↓
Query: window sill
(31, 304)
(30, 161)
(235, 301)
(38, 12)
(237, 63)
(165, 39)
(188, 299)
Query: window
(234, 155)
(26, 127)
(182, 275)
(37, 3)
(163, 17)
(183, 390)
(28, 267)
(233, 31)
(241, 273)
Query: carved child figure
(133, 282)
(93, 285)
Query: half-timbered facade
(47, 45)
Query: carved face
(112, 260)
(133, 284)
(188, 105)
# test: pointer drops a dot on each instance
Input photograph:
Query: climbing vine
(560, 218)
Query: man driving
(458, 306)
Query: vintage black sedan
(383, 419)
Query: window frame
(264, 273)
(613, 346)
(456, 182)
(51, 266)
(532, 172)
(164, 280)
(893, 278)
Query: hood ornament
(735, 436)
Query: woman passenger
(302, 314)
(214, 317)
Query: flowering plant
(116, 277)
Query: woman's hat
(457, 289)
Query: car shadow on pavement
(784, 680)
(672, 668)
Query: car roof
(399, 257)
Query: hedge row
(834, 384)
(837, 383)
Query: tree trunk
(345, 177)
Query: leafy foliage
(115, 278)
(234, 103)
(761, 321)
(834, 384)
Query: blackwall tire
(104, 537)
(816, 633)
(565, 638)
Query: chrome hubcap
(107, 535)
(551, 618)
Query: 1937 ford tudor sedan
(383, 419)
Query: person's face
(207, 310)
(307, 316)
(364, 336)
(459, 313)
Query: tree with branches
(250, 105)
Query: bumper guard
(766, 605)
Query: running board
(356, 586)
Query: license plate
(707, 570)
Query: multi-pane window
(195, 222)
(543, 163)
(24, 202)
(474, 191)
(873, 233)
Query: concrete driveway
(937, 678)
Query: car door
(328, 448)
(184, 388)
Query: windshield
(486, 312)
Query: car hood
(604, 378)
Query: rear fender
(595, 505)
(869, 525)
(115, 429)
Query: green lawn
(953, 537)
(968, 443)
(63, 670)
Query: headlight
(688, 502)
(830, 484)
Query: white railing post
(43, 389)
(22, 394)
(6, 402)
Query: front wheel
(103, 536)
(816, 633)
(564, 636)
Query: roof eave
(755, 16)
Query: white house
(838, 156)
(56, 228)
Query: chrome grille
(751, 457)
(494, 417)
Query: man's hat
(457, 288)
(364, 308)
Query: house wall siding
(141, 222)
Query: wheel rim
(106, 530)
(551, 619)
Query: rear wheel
↑
## [EXERCISE GOAL]
Return every entry exactly as given.

## [SOLUTION FOR THIS EXERCISE]
Query: window sill
(31, 304)
(30, 161)
(235, 301)
(38, 12)
(237, 63)
(165, 39)
(188, 299)
Query: window
(234, 155)
(26, 127)
(182, 275)
(37, 3)
(163, 17)
(183, 390)
(28, 267)
(233, 31)
(241, 273)
Query: carved child figure
(133, 282)
(93, 285)
Query: half-timbered facade
(47, 45)
Query: carved face
(112, 260)
(133, 284)
(188, 105)
# test: pointer drops a dot on each instance
Input photograph:
Query: climbing vine
(560, 218)
Query: man driving
(458, 306)
Query: vintage black sedan
(383, 419)
Query: window frame
(264, 273)
(613, 346)
(456, 182)
(51, 266)
(532, 172)
(164, 280)
(893, 278)
Query: hood ornament
(735, 436)
Query: woman passenger
(302, 314)
(214, 317)
Query: flowering plant
(116, 277)
Query: woman's hat
(457, 289)
Query: car shadow on pavement
(784, 680)
(672, 668)
Query: car roof
(399, 257)
Query: hedge row
(834, 384)
(837, 383)
Query: tree trunk
(345, 177)
Query: leafy foliage
(115, 278)
(234, 103)
(761, 321)
(834, 384)
Query: blackwall tire
(104, 537)
(816, 633)
(565, 638)
Query: chrome hubcap
(107, 535)
(551, 618)
Query: 1937 ford tudor sedan
(383, 419)
Query: person's face
(207, 310)
(307, 316)
(364, 336)
(459, 313)
Query: tree with branches
(250, 105)
Query: bumper guard
(766, 605)
Query: running board
(356, 586)
Query: license plate
(707, 570)
Query: multi-pane window
(195, 222)
(543, 163)
(24, 202)
(474, 191)
(873, 233)
Query: concrete driveway
(937, 678)
Query: car door
(328, 448)
(184, 388)
Query: windshield
(486, 312)
Query: car hood
(604, 378)
Query: rear fender
(595, 505)
(869, 525)
(115, 429)
Query: green lawn
(953, 537)
(968, 443)
(63, 670)
Query: headlight
(688, 502)
(830, 484)
Query: white railing post
(43, 389)
(22, 394)
(6, 402)
Query: front wheel
(103, 536)
(816, 633)
(564, 636)
Query: roof eave
(755, 16)
Query: white house
(838, 156)
(56, 228)
Query: chrome grille
(751, 457)
(494, 417)
Query: man's hat
(457, 288)
(364, 308)
Query: house wall siding
(141, 222)
Query: wheel rim
(106, 530)
(551, 619)
Query: rear wheel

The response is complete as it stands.